Instrução fornecida |
Duplique, sem qualquer alteração, uma passagem do texto sobre a presunção de inocência, começando nas palavras em que consta "De acordo com o". Encerre a cópia logo após "comunidade e sociedade.".

Trecho da página |
O princípio da presunção de inocência que também é conhecido como princípio da não culpabilidade, tem como base a questão de que a pessoa é inocente até que se prove o contrário. A presunção de inocência é extremamente relevante na vida das pessoas e sobretudo, no Processo Penal, por estar relacionada com a liberdade._
O princípio da presunção de inocência também pode ser entendido como due process of law e representa um ato de fé nos valores éticos das pessoas, próprio de toda sociedade livre. Estrutura-se no reconhecimento dos princípios do direito natural como fundamento da sociedade, princípios que, aliados à soberania do povo e ao culto da liberdade, constituem os elementos essenciais da democracia. (Tourinho Filho, 2024)
Criar e manter os pressupostos elementares de uma vida na liberdade e na dignidade humana é o que os direitos fundamentais almejam. Os direitos fundamentais são, em sua essência, os direitos do homem livre e isolado, direitos que ele possui em face do Estado. Se trata dos direitos da liberdade da pessoa particular e estão relacionados à dignidade humana, mas devem respeitar os limites legais. (Paulo Bonavides, 2018)
De acordo com o autor, a primeira manifestação desses direitos se deu na França com a Declaração dos Direitos do Homem em 1789. O princípio da presunção de inocência estava no artigo 9º da Declaração dos Direitos do Homem, 1789, França, onde é dito que “todo acusado é considerado inocente até ser declarado culpado e, se julgar indispensável prendê-lo, todo o rigor desnecessário à guarda de sua pessoa deverá ser severamente reprimido pela lei”.
O princípio surgiu em meados do século 18, século das luzes ou Iluminismo, quando começaram a aparecer ideias humanitárias, onde tiveram destaque Montesquieu, Voltaire, Locke e Rousseau e a liberdade passou a ser tida como condição necessária para a vida na comunidade e sociedade.
Durante o Iluminismo um jovem italiano, Cesare Bonesana, Marquês de Beccaria, lançou em 1764 um livro que revolucionou o mundo: “Dos Delitos e Das Penas”. O livro foi tão importante que fez o rei da Suécia e em seguida, a rainha da Rússia abolirem as torturas. Depois foi Maria Thereza do império austríaco e assim por diante, as torturas foram sendo abolidas.
Inspirados nas ideias iluministas e nos ideais da Constituição Norte Americana, o povo francês, constituído em Assembléia Nacional, resolveu reconhecer e declarar os direitos do homem e do cidadão após a Revolução Francesa. (Tourinho Filho, 2023)
Em 1948 a Organização das Nações Unidas proclamou em Paris a Declaração Universal dos Direitos Humanos defendendo o mesmo ponto de vista e em seu artigo 6º da Convenção Européia dos Direitos do Homem e do Cidadão, novembro de 1950, falava: “Toda pessoa acusada de um crime será presumida inocente até que seja declarada culpada de acordo com a lei”.

Dados brutos |
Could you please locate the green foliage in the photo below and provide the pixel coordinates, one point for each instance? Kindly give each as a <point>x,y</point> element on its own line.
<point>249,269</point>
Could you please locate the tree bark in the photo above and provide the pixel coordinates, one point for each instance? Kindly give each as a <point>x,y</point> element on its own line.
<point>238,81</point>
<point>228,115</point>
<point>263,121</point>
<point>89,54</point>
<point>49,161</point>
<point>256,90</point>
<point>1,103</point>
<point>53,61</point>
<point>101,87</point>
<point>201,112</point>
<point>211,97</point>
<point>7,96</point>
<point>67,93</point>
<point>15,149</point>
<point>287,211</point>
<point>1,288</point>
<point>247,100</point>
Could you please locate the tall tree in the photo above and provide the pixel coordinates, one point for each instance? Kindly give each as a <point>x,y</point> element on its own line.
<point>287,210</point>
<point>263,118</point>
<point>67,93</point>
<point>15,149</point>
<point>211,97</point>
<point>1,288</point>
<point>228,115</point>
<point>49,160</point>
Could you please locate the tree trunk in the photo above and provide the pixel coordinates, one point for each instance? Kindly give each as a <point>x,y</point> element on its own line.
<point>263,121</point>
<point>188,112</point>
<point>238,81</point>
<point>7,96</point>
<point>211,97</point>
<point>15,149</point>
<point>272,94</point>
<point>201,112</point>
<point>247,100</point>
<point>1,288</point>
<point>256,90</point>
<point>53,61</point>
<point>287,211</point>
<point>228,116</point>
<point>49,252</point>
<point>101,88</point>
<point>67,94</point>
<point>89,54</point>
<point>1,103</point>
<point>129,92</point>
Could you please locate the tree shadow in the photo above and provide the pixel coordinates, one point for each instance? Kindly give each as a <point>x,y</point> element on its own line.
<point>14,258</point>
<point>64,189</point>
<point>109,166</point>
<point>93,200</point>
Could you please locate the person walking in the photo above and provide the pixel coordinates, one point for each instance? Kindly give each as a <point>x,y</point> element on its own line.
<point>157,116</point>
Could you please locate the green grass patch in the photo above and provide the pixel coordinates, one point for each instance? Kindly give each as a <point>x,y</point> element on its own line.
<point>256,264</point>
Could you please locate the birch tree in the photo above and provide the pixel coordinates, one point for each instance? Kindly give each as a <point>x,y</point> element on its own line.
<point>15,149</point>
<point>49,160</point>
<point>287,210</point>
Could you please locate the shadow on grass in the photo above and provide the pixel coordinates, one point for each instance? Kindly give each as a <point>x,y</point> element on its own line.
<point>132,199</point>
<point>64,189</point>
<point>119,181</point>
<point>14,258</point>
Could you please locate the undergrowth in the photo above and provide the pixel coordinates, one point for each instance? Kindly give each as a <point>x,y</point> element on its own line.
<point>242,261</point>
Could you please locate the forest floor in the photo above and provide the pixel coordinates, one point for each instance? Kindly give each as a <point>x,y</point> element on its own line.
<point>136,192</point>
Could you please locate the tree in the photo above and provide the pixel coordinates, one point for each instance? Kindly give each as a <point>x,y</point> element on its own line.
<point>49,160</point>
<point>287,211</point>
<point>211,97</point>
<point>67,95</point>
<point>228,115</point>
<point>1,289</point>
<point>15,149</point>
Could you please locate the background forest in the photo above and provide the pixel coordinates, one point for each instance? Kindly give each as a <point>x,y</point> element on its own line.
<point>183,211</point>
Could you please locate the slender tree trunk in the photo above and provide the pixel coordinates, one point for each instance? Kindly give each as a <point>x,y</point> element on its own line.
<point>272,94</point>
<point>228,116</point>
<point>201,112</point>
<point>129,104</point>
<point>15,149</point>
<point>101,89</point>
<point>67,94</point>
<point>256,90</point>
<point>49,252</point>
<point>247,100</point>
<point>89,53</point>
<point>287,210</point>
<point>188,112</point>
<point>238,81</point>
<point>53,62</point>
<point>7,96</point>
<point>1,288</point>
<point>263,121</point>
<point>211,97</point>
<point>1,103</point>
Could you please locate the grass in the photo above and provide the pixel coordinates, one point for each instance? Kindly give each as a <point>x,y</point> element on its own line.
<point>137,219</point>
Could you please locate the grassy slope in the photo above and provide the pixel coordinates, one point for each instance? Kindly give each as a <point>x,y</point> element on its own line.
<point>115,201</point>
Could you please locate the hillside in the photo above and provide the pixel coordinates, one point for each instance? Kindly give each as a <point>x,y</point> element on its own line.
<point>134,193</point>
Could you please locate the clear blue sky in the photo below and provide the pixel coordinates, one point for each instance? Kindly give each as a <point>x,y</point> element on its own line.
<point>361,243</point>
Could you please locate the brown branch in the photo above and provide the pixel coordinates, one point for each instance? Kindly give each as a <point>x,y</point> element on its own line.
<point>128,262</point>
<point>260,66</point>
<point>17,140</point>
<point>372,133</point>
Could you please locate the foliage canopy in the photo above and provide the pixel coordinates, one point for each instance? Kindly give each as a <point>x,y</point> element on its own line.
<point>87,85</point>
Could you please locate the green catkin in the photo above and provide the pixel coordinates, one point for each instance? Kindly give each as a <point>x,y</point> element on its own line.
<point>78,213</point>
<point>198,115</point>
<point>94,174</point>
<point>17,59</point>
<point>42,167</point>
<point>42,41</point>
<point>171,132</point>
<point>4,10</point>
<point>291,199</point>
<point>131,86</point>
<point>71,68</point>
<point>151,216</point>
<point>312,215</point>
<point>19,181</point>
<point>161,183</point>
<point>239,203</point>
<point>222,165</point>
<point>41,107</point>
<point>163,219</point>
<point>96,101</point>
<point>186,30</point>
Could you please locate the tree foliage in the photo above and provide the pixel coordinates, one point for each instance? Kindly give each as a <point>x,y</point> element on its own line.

Solução do problema |
De acordo com o autor, a primeira manifestação desses direitos se deu na França com a Declaração dos Direitos do Homem em 1789. O princípio da presunção de inocência estava no artigo 9º da Declaração dos Direitos do Homem, 1789, França, onde é dito que “todo acusado é considerado inocente até ser declarado culpado e, se julgar indispensável prendê-lo, todo o rigor desnecessário à guarda de sua pessoa deverá ser severamente reprimido pela lei”.
O princípio surgiu em meados do século 18, século das luzes ou Iluminismo, quando começaram a aparecer ideias humanitárias, onde tiveram destaque Montesquieu, Voltaire, Locke e Rousseau e a liberdade passou a ser tida como condição necessária para a vida na comunidade e sociedade.